## GIVEN TEXT
The Waterman's Song: Slavery and Freedom in Maritime North Carolina. (Reviews).
Buchanan, Thomas C.
The Waterman's Song: Slavery and Freedom in Maritime North Carolina. By David S. Cecelski (Chapel Hill: University of North Carolina Press, 2001. xx plus 304 pp. 39.95 hb, 17.95pb).
Historians have understood the shaping impact of the maritime world on North American slavery for some time. Virtually every American history survey text includes maps showing the concentration of slaves along the oceans and inland waterways of antebellum America. From the earliest days of slavery until emancipation, slaves lived and worked in close proximity to water transportation.
Given the centrality of water commerce to the history of slavery, it is remarkable that historians have been slow to conceptualize the meaning of this water orientation for African Americans. In the voluminous literature on slavery no historian has fully addressed the basic question: how did the maritime world shape the experience of North American slaves and free blacks? David S. Cecelski's history of maritime North Carolina is the first full-scale study to address this important matter. His answers highlight slaves' remarkable opportunities for independent action in the maritime world. Without underplaying the harshness of the slave experience, he argues that slave and free black maritime workers provided the slave community with material subsistence and possibilities for liberty.

## SOURCE DATA
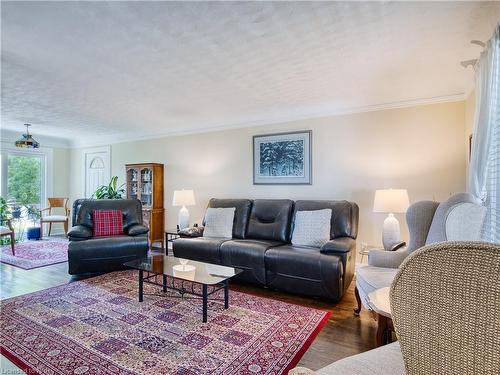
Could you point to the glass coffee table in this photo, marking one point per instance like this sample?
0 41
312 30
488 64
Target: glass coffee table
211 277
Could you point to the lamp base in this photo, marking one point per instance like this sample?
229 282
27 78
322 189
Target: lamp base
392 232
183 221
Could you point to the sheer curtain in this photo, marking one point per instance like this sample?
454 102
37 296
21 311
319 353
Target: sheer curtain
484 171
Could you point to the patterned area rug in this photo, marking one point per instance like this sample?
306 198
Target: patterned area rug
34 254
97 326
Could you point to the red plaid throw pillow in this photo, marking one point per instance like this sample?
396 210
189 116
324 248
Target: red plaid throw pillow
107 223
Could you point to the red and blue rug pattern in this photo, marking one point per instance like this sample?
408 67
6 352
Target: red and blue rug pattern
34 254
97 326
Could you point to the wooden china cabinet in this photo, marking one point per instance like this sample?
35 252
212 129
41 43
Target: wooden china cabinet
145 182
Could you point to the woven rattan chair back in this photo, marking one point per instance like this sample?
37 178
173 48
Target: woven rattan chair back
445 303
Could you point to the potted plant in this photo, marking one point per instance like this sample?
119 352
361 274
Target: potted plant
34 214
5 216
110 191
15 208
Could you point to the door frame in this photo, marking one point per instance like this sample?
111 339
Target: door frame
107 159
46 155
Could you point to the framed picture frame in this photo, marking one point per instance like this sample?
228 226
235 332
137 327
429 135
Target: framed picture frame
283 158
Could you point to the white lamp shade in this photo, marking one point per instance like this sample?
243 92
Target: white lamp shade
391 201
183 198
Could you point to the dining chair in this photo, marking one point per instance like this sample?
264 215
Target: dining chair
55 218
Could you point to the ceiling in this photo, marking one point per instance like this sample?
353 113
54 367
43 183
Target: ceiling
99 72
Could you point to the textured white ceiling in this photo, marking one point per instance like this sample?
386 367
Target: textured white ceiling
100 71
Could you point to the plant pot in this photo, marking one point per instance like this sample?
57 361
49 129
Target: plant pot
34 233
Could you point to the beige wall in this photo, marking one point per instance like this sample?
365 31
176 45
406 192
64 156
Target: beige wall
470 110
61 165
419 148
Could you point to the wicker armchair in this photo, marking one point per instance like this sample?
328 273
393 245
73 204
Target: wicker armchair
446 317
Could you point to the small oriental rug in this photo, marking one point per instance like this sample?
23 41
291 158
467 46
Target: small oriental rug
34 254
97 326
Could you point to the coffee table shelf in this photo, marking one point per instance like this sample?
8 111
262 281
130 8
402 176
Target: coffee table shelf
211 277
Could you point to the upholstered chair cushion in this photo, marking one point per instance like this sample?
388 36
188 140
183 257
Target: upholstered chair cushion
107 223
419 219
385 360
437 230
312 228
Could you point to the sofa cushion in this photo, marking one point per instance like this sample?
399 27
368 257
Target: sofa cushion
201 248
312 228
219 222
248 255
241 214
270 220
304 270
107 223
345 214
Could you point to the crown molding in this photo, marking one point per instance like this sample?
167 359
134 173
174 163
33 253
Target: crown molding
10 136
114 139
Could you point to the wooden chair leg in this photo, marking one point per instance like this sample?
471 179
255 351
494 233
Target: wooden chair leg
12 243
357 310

## YOUR ASSIGNMENT
Return the portion of the book review exactly as it appears, starting with "Buchanan, Thomas C." and going on through "to water transportation.".

## EXPECTED OUTPUT
Buchanan, Thomas C.
The Waterman's Song: Slavery and Freedom in Maritime North Carolina. By David S. Cecelski (Chapel Hill: University of North Carolina Press, 2001. xx plus 304 pp. 39.95 hb, 17.95pb).
Historians have understood the shaping impact of the maritime world on North American slavery for some time. Virtually every American history survey text includes maps showing the concentration of slaves along the oceans and inland waterways of antebellum America. From the earliest days of slavery until emancipation, slaves lived and worked in close proximity to water transportation.